§ SHORT PROBLEM: List every line of the material below that contains the word "bare", matching case exactly.

§ MATERIAL SHOWN:
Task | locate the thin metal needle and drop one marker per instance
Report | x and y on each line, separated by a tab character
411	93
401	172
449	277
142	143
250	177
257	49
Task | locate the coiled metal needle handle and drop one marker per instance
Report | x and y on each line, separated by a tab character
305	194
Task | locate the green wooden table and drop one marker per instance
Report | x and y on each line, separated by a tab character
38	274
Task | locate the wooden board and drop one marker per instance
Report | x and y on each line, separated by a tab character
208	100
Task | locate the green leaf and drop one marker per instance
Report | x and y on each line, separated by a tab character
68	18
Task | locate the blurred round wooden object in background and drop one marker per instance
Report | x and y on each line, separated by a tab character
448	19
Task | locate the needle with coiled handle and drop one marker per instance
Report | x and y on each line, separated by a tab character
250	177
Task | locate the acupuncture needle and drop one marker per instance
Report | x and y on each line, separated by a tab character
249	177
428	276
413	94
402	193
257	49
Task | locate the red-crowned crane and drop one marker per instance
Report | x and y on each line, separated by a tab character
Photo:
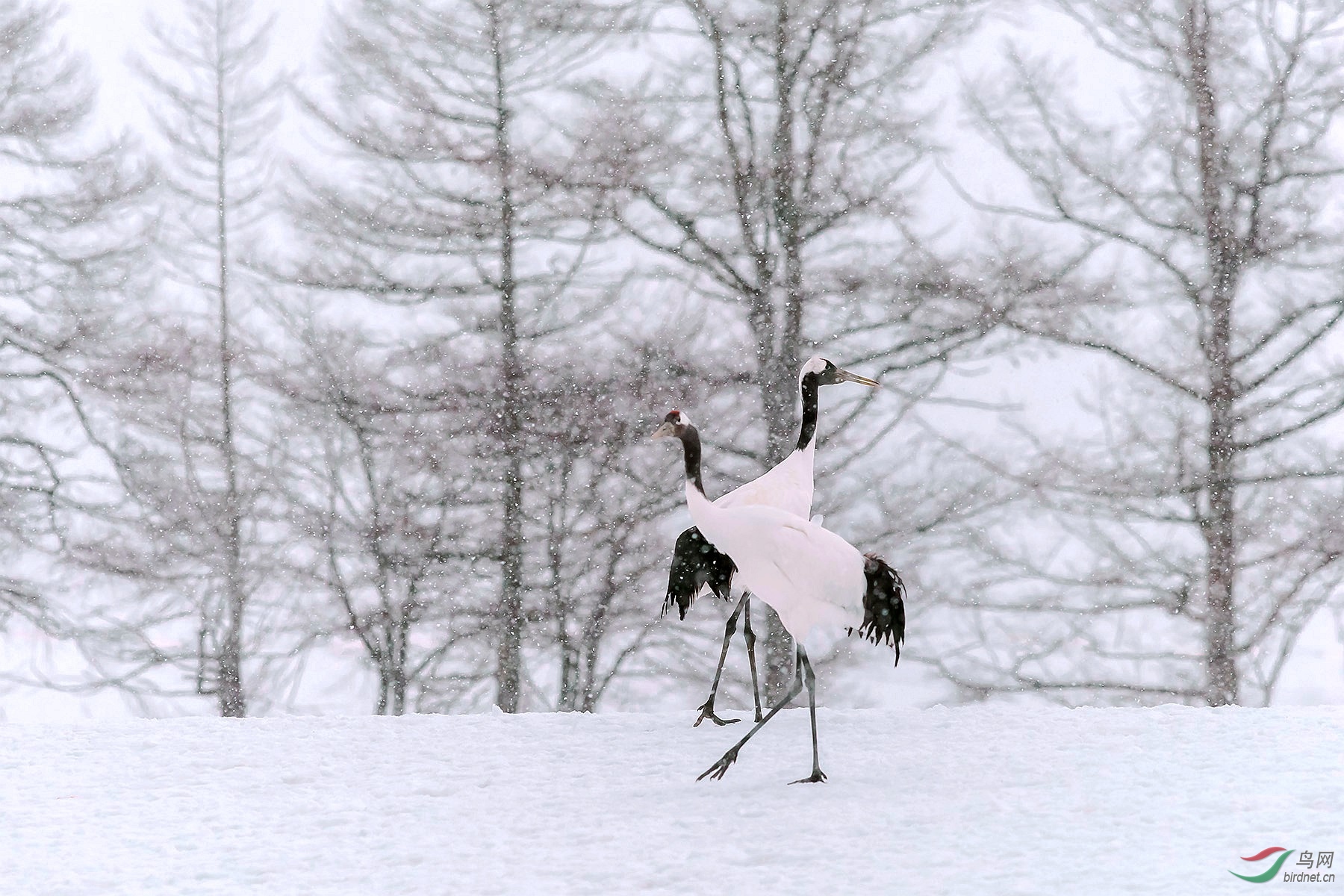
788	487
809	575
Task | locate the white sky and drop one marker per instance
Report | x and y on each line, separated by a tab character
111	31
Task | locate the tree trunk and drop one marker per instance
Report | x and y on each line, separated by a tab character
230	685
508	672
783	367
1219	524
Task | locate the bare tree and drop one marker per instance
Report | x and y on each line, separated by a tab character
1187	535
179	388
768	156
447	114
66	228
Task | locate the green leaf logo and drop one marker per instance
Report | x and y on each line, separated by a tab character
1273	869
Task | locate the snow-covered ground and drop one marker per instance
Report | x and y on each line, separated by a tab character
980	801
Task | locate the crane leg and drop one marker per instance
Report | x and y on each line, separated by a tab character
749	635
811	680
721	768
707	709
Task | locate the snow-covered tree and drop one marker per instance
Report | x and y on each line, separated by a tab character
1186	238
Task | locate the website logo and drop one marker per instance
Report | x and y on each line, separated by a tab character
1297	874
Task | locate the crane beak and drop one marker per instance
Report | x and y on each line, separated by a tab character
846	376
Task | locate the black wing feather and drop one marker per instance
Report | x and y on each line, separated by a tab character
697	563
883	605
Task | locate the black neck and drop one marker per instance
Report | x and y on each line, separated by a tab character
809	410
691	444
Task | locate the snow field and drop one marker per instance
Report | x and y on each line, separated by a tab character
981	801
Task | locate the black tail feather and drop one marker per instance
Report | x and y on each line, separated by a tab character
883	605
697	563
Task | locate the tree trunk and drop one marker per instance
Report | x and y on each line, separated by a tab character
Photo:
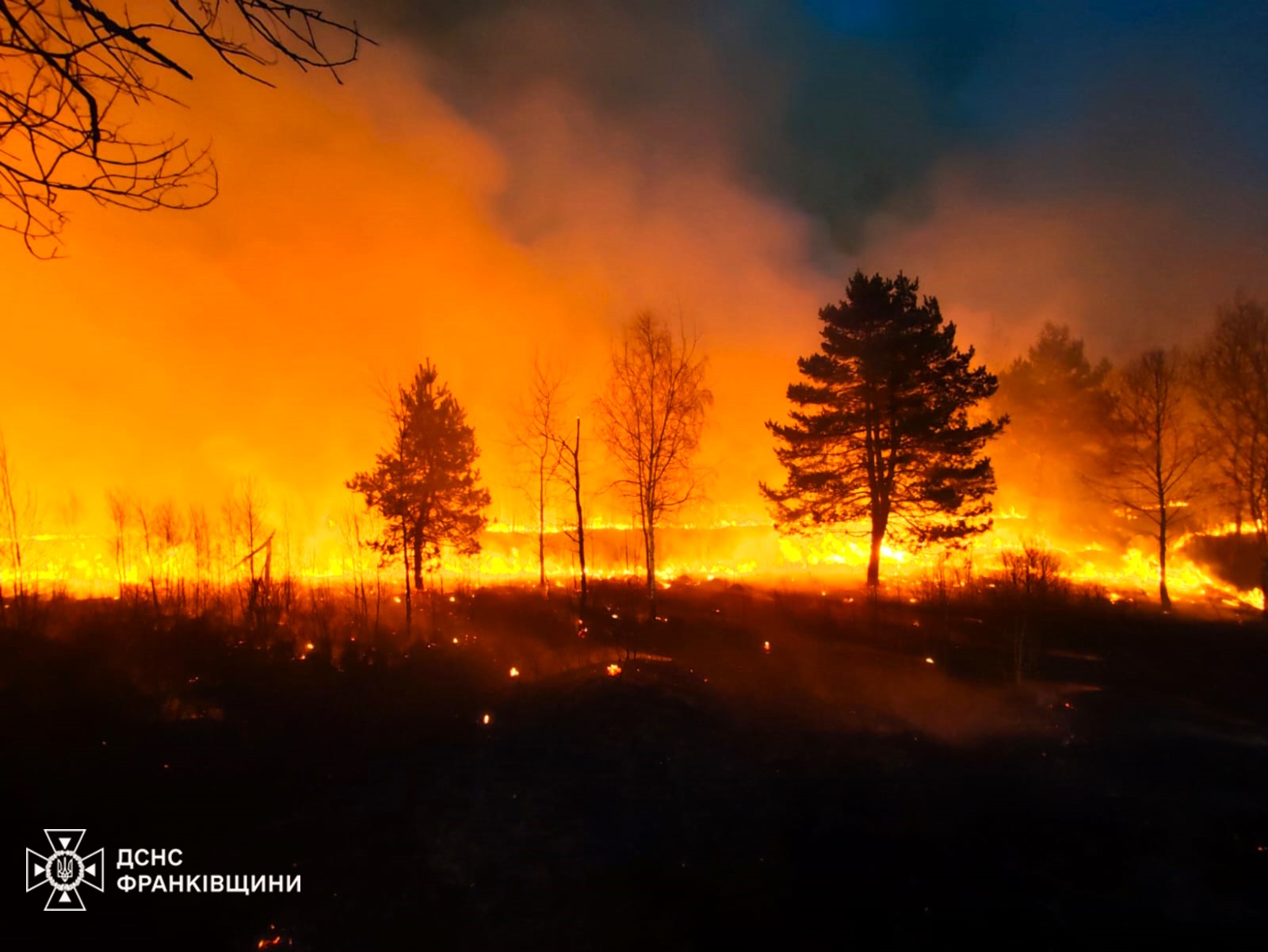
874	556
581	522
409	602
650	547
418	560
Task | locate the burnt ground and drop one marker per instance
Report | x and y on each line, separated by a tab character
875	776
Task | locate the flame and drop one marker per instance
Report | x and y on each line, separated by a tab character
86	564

---

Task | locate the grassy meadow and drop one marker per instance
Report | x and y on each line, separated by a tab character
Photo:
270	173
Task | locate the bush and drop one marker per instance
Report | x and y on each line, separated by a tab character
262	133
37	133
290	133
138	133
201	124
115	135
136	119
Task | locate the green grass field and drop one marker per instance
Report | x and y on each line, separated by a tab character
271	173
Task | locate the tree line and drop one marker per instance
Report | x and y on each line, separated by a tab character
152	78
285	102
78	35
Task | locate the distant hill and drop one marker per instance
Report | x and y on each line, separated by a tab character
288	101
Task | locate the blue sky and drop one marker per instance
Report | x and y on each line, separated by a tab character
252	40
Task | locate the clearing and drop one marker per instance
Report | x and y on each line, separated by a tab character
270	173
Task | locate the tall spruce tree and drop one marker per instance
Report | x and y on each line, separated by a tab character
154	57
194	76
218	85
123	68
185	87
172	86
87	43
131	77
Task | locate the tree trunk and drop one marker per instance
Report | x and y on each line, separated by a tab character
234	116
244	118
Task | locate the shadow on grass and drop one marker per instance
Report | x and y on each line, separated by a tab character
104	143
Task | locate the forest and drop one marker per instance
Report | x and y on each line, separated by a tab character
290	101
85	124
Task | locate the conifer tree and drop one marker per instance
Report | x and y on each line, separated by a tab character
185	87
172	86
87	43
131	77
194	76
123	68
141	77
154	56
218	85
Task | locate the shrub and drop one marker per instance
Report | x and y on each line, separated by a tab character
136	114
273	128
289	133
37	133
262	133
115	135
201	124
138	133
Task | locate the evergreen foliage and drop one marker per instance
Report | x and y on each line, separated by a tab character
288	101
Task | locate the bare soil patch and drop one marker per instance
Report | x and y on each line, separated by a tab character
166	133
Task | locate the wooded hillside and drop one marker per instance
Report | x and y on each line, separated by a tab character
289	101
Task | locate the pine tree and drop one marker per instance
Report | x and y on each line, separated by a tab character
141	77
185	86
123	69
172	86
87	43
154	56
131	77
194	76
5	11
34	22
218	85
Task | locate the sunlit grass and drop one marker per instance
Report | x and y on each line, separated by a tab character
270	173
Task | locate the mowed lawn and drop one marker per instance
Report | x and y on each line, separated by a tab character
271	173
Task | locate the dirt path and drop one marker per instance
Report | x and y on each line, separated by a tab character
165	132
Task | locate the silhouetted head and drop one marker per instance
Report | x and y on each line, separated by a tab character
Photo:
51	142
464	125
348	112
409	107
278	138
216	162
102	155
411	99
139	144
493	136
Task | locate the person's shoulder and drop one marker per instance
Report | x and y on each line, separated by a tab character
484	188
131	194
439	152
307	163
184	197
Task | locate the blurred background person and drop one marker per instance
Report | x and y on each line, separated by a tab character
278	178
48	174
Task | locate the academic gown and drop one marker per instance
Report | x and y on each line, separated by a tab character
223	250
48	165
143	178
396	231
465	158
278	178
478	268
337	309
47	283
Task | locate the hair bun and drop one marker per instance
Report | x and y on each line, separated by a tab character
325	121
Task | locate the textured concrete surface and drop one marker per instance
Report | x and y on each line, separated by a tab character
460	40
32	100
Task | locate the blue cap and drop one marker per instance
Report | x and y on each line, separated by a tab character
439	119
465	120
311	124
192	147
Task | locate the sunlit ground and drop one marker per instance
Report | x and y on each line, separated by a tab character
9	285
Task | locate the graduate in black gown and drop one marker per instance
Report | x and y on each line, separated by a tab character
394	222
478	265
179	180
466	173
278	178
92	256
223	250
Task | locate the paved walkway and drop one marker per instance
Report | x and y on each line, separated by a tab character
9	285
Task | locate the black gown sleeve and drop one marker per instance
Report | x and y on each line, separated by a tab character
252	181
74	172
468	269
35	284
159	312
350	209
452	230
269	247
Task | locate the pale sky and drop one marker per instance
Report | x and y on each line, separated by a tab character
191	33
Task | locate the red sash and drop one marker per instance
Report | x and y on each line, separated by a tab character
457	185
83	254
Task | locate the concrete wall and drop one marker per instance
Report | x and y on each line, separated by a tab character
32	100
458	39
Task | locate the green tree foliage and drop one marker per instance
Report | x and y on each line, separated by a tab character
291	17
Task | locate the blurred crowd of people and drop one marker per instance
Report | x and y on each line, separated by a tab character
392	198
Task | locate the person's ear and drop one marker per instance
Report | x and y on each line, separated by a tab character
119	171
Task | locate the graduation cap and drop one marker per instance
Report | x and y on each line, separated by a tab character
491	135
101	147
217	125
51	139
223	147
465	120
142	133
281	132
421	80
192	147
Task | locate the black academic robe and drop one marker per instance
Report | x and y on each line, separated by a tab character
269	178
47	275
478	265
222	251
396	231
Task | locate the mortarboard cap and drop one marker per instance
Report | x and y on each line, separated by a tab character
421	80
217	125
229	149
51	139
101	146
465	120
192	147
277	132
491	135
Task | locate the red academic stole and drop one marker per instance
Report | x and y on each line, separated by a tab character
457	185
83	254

§ RESULT FOR THIS EXERCISE:
Task | locate the bare tree and drop one marker per instance
Task | locate the bare soil patch and drop one marker per instance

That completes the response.